Please swap "figurine" for "statuette" in the data from its start through the line holding "99), (266, 97)]", inclusive, and return only those lines with nothing else changed. Leave the pictures out of your answer.
---+---
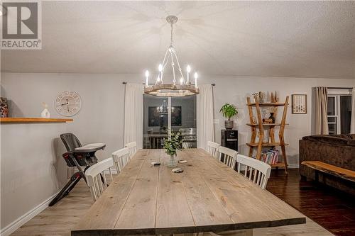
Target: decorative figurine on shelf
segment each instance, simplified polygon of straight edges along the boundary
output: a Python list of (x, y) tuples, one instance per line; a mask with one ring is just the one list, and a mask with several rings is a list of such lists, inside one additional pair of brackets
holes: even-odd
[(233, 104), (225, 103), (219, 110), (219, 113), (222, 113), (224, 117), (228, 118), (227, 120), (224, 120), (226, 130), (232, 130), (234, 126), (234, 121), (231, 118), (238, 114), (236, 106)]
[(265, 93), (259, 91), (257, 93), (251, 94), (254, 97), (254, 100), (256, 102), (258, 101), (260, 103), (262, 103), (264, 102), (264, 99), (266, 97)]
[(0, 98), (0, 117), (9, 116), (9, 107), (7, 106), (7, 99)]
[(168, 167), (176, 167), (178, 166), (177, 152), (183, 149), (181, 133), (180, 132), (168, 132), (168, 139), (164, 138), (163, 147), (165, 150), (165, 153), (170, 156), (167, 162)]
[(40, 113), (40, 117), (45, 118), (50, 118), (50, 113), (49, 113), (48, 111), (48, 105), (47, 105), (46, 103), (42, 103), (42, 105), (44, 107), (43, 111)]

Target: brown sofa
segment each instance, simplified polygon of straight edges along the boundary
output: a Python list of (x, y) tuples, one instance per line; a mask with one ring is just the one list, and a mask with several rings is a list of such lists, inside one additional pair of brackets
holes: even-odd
---+---
The response:
Target: decorative statuette on shelf
segment each instance, simplified polygon of straight edges along the boundary
output: a Python list of (x, y) tuples, one instance per line; a mask with one ring is just the one list, and a mask with several rings is a list of such lists, inside one additional pair of brackets
holes: even-odd
[(233, 104), (225, 103), (219, 110), (219, 113), (222, 113), (224, 117), (228, 118), (227, 120), (224, 120), (226, 130), (232, 130), (234, 126), (234, 121), (231, 118), (238, 114), (236, 106)]
[(265, 93), (259, 91), (257, 93), (251, 94), (254, 97), (254, 100), (256, 102), (258, 101), (260, 103), (262, 103), (264, 102), (264, 99), (266, 97)]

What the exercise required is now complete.